[Records contained in a dataset]
____

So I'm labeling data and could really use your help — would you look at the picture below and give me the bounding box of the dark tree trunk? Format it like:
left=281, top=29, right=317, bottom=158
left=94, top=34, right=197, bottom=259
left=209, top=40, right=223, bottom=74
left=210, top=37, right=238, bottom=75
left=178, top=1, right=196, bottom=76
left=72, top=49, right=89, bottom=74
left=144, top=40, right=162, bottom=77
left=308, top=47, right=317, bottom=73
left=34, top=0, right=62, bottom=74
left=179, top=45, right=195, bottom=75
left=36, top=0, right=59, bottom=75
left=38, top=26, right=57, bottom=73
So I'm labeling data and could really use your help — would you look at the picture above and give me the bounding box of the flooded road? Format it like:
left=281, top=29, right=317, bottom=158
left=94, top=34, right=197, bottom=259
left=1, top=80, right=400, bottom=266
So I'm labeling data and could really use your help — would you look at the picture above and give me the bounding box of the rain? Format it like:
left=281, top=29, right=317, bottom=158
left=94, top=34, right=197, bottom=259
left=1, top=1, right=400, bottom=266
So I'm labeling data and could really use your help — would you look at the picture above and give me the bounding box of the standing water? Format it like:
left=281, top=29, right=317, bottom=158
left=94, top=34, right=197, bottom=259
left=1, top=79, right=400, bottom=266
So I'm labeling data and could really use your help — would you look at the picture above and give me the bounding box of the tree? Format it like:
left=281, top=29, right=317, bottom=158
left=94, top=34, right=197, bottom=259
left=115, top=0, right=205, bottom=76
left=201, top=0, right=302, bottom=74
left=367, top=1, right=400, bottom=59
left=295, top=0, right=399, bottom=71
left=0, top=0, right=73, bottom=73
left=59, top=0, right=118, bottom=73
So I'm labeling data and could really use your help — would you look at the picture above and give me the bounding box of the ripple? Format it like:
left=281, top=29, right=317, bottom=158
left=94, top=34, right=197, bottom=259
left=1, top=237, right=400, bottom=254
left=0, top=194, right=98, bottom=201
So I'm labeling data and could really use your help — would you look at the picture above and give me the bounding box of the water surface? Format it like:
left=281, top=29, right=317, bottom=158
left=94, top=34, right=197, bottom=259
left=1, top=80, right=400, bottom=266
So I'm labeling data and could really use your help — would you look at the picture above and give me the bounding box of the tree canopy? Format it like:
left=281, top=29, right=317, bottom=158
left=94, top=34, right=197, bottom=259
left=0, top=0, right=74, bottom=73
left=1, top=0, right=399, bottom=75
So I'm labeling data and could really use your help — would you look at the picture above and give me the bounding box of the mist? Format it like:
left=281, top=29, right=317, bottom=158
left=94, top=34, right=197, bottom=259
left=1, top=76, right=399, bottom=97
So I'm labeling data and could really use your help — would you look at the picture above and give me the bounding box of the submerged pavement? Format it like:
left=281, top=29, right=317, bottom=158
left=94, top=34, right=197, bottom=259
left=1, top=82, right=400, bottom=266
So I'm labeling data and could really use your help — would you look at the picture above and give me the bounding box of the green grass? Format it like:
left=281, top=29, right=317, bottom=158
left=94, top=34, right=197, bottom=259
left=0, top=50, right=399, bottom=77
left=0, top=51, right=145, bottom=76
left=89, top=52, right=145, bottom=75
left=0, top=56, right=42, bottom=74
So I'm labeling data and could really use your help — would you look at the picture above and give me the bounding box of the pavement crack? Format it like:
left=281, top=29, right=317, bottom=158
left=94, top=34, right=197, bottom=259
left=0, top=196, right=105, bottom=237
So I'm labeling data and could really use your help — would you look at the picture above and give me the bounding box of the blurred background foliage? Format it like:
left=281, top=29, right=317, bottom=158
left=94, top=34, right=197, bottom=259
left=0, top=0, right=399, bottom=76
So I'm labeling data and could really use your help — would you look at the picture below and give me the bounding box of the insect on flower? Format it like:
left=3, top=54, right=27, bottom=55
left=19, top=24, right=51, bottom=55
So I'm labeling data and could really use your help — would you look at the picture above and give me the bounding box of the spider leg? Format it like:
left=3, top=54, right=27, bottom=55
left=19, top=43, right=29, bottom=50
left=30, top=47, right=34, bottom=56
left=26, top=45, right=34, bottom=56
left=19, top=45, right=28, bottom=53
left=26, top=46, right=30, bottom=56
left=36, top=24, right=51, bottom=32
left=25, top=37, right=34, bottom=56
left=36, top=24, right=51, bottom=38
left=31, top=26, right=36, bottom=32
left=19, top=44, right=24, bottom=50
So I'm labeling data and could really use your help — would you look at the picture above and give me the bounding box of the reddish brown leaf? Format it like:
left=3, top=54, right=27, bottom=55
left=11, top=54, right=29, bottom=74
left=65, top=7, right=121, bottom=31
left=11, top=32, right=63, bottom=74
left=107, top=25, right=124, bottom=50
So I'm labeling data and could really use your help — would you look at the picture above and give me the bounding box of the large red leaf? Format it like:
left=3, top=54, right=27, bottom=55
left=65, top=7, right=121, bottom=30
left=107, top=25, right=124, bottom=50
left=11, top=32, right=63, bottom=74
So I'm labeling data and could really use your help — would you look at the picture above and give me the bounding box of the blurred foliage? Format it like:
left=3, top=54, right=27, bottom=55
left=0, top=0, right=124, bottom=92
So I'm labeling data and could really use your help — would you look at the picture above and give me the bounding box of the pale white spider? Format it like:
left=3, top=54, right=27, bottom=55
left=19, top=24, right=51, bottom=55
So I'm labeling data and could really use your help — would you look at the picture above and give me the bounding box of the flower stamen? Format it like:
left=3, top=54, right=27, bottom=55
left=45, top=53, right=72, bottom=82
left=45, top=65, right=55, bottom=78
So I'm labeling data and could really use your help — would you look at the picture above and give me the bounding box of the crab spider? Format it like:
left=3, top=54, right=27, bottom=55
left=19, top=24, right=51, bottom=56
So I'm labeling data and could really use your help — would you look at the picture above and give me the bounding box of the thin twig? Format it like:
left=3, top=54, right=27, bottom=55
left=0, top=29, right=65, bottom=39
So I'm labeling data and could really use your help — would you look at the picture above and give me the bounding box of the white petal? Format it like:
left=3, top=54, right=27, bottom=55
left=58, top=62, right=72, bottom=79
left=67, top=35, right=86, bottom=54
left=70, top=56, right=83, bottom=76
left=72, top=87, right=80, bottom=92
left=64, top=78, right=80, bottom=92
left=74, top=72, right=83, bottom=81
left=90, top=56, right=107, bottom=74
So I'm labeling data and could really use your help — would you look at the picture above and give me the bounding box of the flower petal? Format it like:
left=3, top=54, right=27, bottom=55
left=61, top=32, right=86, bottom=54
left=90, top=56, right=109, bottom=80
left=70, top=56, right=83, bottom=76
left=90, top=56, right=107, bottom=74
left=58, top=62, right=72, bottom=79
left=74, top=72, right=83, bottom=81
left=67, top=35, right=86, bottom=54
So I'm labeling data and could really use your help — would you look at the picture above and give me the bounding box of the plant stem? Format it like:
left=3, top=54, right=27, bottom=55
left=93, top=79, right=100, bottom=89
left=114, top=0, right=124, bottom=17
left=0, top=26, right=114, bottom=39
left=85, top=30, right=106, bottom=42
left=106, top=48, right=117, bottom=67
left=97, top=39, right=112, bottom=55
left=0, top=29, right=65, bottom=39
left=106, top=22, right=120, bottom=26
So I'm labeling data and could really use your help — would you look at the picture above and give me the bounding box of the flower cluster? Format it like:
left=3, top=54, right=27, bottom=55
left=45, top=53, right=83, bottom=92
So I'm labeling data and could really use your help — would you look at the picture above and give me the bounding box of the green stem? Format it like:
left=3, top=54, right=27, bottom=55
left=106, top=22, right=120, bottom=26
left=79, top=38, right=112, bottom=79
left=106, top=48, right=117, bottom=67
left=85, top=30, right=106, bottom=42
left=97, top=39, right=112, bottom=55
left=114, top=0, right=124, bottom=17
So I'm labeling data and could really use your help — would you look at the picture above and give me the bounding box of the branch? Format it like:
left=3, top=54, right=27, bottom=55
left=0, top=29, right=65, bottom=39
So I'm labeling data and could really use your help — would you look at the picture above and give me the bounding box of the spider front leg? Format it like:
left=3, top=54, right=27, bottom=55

____

Instructions to follow – Which lines above contain "white"? Show each of them.

Task result –
So I'm labeling data and could really use your help — would you look at the picture above and give me the bounding box of the pale white spider? Format it like:
So I'm labeling data and could really use your help — would you look at the picture above and give me the bounding box of the white petal? Format it like:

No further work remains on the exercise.